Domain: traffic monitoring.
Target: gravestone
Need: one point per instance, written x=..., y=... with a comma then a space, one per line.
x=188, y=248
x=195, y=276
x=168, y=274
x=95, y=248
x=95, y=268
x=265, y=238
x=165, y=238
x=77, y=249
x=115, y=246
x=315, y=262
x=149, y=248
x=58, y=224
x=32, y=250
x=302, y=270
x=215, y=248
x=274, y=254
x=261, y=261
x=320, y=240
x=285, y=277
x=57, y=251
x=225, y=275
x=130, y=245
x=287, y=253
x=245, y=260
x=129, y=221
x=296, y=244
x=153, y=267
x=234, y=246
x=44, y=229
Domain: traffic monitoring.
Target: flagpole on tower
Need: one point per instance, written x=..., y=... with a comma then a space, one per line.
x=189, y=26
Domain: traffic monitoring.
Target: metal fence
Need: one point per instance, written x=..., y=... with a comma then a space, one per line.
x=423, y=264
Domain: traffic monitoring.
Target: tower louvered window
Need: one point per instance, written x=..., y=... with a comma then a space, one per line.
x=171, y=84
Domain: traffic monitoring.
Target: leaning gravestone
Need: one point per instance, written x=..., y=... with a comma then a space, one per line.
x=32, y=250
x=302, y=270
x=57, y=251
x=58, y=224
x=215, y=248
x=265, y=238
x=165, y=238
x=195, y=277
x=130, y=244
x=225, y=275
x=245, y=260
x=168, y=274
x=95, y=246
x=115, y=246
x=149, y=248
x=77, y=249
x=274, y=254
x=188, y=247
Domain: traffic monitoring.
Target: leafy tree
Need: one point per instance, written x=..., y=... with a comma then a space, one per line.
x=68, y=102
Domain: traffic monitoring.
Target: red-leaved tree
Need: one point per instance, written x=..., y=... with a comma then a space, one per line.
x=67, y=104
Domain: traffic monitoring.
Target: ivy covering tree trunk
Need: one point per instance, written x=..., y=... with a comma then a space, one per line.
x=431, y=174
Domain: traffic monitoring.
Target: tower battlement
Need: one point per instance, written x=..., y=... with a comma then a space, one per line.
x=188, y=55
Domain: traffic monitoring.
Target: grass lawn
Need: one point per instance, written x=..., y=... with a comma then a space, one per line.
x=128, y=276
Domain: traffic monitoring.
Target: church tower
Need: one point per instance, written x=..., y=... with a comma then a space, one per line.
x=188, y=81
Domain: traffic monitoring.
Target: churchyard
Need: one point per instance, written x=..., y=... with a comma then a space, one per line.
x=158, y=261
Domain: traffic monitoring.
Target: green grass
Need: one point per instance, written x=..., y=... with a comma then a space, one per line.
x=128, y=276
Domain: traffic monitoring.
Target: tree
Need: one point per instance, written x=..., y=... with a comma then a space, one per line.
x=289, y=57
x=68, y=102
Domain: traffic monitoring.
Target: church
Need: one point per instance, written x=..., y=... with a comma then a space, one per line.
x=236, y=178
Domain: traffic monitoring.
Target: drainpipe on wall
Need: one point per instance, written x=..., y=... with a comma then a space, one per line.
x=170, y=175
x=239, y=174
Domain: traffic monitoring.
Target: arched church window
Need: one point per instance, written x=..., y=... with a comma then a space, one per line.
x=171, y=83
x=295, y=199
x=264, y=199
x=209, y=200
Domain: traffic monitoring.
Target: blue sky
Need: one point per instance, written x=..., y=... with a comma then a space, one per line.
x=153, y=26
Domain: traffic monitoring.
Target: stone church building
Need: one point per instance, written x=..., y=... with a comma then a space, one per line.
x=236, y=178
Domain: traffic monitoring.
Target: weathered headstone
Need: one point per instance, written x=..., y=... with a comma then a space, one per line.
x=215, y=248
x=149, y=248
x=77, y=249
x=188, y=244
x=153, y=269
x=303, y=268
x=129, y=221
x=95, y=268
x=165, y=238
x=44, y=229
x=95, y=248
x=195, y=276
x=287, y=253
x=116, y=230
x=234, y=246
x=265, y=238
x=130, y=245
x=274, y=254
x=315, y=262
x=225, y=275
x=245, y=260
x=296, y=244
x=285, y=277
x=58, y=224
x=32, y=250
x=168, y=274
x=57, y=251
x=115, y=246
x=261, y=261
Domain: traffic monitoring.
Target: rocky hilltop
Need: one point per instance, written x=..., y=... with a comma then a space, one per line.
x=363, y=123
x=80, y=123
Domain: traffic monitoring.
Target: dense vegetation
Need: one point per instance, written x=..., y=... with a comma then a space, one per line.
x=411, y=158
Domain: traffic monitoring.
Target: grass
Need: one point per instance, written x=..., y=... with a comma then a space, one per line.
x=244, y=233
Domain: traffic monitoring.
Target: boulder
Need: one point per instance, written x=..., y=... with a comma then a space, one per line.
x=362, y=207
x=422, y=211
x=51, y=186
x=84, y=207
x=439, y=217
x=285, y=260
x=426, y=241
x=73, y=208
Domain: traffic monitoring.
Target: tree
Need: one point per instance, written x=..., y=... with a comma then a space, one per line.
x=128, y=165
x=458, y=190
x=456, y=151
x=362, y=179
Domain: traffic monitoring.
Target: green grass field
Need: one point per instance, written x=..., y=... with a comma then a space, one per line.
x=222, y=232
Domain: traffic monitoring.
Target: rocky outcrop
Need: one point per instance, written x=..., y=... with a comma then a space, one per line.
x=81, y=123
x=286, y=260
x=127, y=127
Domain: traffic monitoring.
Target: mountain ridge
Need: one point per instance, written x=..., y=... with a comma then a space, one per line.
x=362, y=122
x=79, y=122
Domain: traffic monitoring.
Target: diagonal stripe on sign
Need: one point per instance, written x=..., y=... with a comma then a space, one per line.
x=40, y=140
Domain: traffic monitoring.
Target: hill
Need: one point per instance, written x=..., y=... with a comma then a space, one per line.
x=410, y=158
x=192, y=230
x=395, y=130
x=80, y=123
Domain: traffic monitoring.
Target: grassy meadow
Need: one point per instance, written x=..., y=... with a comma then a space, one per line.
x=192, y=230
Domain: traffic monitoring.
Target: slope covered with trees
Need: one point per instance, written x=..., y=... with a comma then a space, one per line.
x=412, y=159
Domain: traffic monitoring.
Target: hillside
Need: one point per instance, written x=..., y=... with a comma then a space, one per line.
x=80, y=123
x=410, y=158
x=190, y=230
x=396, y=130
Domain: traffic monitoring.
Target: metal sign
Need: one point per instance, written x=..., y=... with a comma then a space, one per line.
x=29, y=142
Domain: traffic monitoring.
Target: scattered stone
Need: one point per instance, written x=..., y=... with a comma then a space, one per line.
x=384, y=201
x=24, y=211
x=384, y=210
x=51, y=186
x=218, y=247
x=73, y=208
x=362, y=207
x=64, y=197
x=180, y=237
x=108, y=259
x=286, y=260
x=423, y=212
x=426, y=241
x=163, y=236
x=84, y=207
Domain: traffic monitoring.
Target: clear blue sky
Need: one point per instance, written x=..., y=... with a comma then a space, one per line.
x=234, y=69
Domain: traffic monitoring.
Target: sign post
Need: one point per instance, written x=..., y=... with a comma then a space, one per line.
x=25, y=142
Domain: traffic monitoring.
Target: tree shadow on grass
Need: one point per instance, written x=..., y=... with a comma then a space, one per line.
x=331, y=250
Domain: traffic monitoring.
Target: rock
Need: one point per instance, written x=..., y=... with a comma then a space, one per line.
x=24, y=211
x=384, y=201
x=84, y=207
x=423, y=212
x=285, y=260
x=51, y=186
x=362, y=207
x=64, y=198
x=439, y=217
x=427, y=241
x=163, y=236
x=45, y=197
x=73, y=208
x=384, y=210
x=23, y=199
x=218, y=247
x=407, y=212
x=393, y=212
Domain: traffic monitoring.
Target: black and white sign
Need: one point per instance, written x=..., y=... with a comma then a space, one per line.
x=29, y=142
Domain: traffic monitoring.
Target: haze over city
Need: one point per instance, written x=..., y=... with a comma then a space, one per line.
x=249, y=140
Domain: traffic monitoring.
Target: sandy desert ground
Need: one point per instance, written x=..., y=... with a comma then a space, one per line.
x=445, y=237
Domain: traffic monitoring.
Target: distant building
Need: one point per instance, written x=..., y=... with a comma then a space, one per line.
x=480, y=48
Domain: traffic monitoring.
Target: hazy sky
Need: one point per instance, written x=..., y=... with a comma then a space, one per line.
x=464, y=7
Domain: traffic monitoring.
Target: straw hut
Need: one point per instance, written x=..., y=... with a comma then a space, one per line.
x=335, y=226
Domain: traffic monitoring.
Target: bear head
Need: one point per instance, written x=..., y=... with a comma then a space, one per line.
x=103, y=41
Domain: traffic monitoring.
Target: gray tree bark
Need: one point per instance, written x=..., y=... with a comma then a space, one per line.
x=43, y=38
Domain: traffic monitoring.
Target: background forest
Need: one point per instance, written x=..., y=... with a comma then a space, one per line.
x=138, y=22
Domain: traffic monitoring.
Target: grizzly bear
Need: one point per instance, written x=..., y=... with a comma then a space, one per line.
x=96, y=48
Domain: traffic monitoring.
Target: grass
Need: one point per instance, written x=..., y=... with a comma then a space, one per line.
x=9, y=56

————

• **Exercise requirements**:
Pull out every line in the data above that contains the word "rocky", and copy each of those lines in full.

• **Solution**:
Target: rocky hilltop
Target: rocky outcrop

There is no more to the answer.